TASK TO COMPLETE | Needed from the data below: all lines that contain the word "reflection".

GIVEN RECORDS |
####

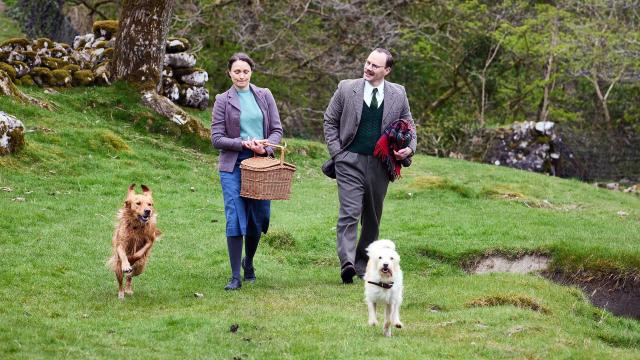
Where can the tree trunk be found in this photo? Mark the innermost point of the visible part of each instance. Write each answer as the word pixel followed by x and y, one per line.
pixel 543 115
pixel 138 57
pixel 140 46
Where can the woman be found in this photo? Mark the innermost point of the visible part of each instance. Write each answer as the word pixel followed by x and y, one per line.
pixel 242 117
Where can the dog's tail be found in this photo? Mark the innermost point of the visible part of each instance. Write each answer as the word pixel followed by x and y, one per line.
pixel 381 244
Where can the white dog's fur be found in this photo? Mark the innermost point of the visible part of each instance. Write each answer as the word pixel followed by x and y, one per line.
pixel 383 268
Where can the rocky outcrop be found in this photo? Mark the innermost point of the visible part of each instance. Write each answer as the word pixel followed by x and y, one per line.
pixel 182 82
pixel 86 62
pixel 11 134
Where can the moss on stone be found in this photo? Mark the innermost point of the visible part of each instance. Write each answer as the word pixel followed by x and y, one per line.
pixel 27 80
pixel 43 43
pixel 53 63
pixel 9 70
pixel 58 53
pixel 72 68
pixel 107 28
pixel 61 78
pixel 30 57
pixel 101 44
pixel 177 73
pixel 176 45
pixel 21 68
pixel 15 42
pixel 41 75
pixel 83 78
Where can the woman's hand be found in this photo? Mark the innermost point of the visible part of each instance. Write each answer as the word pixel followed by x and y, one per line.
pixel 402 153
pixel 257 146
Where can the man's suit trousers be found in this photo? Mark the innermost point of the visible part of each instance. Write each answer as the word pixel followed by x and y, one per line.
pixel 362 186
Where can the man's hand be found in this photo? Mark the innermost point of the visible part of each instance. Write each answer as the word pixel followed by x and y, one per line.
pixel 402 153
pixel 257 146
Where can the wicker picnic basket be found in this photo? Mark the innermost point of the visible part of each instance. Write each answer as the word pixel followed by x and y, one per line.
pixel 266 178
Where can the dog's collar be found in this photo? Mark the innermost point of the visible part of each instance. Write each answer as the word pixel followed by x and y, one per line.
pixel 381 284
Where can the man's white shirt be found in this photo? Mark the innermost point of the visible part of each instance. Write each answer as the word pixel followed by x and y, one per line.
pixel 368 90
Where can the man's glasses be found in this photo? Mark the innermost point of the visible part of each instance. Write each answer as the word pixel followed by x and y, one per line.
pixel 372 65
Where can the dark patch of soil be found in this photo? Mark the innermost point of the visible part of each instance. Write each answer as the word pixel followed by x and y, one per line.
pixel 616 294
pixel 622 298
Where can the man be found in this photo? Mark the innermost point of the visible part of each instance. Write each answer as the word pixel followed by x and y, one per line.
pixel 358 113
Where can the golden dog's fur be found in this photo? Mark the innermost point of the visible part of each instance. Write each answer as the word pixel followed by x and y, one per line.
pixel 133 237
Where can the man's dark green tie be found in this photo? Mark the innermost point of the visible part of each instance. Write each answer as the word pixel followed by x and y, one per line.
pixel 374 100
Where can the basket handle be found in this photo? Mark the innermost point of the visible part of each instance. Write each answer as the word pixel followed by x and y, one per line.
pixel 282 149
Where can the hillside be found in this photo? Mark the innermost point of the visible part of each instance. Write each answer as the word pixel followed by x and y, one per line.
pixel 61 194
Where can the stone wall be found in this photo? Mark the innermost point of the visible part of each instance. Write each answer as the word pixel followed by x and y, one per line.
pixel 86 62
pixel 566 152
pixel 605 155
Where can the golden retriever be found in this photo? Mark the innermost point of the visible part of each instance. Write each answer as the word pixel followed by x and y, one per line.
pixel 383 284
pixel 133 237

####

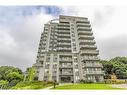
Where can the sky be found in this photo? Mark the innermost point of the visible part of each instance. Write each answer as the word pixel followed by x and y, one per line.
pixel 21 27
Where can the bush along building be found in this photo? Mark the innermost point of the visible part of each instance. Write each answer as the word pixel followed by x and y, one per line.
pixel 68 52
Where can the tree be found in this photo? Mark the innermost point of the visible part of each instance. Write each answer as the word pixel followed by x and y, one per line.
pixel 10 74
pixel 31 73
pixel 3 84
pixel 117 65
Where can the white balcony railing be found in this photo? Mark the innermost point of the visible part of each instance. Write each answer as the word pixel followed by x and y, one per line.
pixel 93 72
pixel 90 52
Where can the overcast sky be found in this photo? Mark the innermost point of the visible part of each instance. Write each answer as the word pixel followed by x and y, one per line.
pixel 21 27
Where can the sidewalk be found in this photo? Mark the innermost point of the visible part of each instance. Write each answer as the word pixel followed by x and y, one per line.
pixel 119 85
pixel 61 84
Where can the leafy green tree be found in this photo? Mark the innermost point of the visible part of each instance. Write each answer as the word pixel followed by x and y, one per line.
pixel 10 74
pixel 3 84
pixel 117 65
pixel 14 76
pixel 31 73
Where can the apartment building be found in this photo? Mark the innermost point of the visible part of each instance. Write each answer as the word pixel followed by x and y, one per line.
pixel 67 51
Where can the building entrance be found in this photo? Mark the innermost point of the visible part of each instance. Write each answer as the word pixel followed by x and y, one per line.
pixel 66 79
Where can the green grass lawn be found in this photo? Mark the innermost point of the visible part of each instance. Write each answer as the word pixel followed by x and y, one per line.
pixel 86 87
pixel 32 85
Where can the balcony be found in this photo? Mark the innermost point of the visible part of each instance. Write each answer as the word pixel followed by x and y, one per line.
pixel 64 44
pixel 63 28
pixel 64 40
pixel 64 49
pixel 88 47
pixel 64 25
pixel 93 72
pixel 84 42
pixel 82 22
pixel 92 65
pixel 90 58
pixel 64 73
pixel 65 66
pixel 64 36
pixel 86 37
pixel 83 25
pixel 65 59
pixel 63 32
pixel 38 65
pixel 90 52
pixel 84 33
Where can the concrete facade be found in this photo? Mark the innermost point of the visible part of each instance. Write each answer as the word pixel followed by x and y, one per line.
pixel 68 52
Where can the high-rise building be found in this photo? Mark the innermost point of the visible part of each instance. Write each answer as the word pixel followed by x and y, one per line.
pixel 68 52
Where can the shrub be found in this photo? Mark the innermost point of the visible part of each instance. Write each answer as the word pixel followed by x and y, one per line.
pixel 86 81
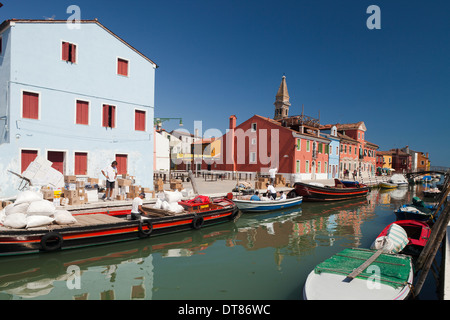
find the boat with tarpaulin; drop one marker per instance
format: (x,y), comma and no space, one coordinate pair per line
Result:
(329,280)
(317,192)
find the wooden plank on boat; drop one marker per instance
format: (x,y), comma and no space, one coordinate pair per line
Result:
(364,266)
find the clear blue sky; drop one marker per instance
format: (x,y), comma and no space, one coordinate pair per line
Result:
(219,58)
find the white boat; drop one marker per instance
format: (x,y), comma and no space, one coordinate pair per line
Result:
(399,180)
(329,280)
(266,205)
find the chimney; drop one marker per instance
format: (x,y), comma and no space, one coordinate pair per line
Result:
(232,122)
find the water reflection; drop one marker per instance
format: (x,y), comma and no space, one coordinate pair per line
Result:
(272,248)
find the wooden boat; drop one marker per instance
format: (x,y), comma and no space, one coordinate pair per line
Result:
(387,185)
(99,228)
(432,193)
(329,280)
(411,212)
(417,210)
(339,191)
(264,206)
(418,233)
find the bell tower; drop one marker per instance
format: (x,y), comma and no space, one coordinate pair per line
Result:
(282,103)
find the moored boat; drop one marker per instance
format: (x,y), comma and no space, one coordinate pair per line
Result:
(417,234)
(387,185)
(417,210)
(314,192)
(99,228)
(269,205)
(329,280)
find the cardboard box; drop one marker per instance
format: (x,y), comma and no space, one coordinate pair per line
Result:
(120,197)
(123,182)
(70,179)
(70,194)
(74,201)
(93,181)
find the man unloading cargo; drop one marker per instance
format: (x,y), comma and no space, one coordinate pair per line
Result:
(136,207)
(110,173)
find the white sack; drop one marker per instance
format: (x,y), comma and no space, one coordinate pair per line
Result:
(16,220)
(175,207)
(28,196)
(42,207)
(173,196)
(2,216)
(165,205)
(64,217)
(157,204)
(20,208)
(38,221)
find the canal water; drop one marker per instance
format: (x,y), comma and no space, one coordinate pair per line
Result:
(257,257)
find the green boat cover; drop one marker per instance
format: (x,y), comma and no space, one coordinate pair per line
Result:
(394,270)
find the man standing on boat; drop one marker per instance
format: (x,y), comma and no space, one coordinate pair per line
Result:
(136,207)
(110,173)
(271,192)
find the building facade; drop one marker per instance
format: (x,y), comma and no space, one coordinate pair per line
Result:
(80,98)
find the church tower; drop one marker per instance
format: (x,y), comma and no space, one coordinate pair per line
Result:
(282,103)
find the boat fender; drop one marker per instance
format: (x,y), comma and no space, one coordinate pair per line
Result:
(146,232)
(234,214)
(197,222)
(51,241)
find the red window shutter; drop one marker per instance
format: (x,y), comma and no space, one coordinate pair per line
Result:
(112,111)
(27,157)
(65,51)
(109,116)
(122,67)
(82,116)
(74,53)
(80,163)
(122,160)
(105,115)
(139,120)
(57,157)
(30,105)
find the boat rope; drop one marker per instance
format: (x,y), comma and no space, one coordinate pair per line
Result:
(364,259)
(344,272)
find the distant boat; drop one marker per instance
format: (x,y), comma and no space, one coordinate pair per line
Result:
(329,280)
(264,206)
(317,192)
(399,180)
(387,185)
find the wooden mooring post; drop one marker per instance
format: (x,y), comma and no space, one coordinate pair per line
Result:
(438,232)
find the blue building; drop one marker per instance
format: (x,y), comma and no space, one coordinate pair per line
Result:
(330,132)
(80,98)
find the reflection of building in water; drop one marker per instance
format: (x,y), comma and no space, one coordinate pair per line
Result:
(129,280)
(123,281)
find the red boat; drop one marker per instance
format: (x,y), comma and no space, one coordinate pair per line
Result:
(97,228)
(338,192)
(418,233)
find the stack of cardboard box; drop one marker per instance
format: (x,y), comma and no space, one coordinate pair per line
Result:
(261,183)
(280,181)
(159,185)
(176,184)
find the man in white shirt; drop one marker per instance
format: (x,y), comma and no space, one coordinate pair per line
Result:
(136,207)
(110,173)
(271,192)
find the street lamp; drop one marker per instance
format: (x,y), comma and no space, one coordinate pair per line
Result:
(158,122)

####

YOUR SOLUTION |
find the water reflection; drop one marker per instance
find the reflection of building in water; drop one marker per instance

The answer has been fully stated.